* _Image location labeling entries_
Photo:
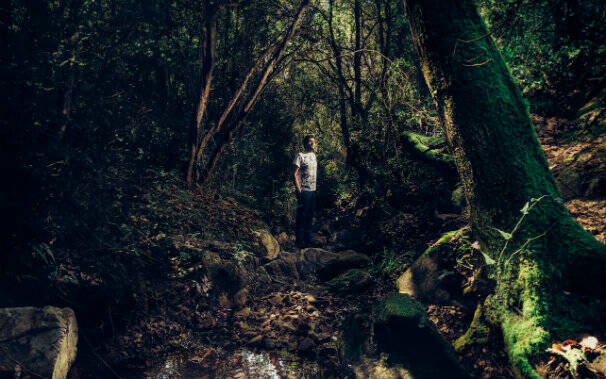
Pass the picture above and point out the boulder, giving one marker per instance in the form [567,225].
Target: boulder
[285,266]
[340,262]
[351,281]
[431,278]
[40,342]
[272,247]
[403,331]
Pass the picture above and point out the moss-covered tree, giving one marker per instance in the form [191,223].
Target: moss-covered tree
[549,271]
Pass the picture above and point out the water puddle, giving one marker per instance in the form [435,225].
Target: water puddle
[241,364]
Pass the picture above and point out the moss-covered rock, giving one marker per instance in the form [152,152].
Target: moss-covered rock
[340,262]
[355,334]
[477,333]
[403,331]
[350,281]
[431,278]
[270,244]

* _Description of the task_
Print each record exactly as it stands, leaving the images out.

* _Solution for this problem_
Photo:
Pass the picture above and point out the boulder, giving one marker per instance in the form [567,225].
Target: boulder
[285,266]
[340,262]
[351,281]
[431,278]
[40,342]
[272,247]
[403,331]
Pass the picture above and point out the moss-covered tree, giving one marker per instance in the form [191,223].
Target: moss-covered tree
[549,271]
Pass the picture above and point out the water puddle, giving one marker per instance in the form [435,225].
Target: water puddle
[241,364]
Pass the picture above and point out the moss-covered rock, giving one marker per instance in the form [152,152].
Target: moss-covered rock
[340,262]
[355,334]
[477,333]
[403,331]
[350,281]
[431,278]
[270,244]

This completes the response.